TASK REQUIREMENTS: Find "the green leaf" in the data, then restate the line it sits in and every later line word for word, ending with the last line.

(Stored items)
* START *

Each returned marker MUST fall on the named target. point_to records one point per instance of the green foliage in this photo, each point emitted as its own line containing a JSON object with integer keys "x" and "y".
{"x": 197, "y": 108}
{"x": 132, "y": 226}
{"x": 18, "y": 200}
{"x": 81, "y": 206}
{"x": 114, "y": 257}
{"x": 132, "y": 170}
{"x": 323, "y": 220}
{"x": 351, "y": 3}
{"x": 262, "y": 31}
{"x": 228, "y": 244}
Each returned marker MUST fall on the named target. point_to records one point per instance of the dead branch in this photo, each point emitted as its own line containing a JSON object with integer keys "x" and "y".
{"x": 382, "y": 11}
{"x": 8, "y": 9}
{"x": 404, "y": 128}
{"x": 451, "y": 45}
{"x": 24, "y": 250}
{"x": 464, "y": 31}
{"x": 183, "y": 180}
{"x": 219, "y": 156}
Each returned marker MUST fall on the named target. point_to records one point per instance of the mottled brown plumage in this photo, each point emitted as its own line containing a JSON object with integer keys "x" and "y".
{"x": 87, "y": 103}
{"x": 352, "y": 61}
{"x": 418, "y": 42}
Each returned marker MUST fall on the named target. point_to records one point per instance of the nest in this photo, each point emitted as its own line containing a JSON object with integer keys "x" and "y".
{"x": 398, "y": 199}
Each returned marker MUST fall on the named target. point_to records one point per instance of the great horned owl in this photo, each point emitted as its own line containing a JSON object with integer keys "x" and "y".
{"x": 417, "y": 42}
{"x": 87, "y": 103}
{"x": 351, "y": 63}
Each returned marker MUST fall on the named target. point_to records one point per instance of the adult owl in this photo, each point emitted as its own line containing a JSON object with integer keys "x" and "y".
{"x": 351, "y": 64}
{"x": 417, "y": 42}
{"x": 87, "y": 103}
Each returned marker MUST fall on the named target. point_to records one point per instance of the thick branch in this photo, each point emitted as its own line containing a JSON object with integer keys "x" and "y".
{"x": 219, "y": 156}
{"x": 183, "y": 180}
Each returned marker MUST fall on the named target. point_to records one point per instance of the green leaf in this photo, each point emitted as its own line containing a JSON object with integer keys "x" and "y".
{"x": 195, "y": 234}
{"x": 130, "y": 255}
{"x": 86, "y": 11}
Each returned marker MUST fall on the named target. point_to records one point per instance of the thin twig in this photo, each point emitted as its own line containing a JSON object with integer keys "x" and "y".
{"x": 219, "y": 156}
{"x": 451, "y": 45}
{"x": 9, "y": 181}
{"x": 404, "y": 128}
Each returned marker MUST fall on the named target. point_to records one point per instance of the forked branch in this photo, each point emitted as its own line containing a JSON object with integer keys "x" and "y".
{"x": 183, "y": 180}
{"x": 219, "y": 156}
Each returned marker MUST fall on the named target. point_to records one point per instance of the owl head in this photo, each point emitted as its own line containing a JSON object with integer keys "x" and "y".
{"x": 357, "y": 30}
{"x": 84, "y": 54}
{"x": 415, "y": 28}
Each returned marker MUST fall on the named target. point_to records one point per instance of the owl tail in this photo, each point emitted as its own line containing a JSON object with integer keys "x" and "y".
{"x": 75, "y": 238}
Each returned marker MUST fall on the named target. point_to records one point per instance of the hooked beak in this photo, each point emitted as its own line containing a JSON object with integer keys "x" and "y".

* END *

EXERCISE OUTPUT:
Each returned marker MUST fall on the named target. point_to records one point per instance of the green leaf in this photo, each point emitted as its own line containing a JSON object with integer keys "x" and "y".
{"x": 195, "y": 234}
{"x": 130, "y": 255}
{"x": 86, "y": 11}
Each returned marker MUST fall on the named target. point_to records one point per instance of the thin twig in this photo, each point emitted as its own line containing a JSON object with integer keys "x" and "y".
{"x": 219, "y": 156}
{"x": 451, "y": 45}
{"x": 9, "y": 181}
{"x": 404, "y": 128}
Each returned marker MUST fall on the named target. point_to records one point per instance of the forked branch in this photo, each point emitted as its own line containing a JSON object with integer keys "x" and "y".
{"x": 183, "y": 180}
{"x": 219, "y": 156}
Each returned marker MUST fall on the named target. point_to records one point per instance of the owl head in this photo, each point emitted as its own line containing a JSON object with integer keys "x" and "y".
{"x": 357, "y": 30}
{"x": 84, "y": 54}
{"x": 415, "y": 28}
Each returned marker MUST fall on the named target. point_to records one point per instance of the owl tail in this photo, each point emitted as its own line containing a JSON object with integer keys "x" and "y".
{"x": 75, "y": 238}
Each returned marker MUST fall on the named target. point_to records one point per instance of the hooked beak in this photo, each point emitted as its own line containing a JSON object with integer keys "x" and "y".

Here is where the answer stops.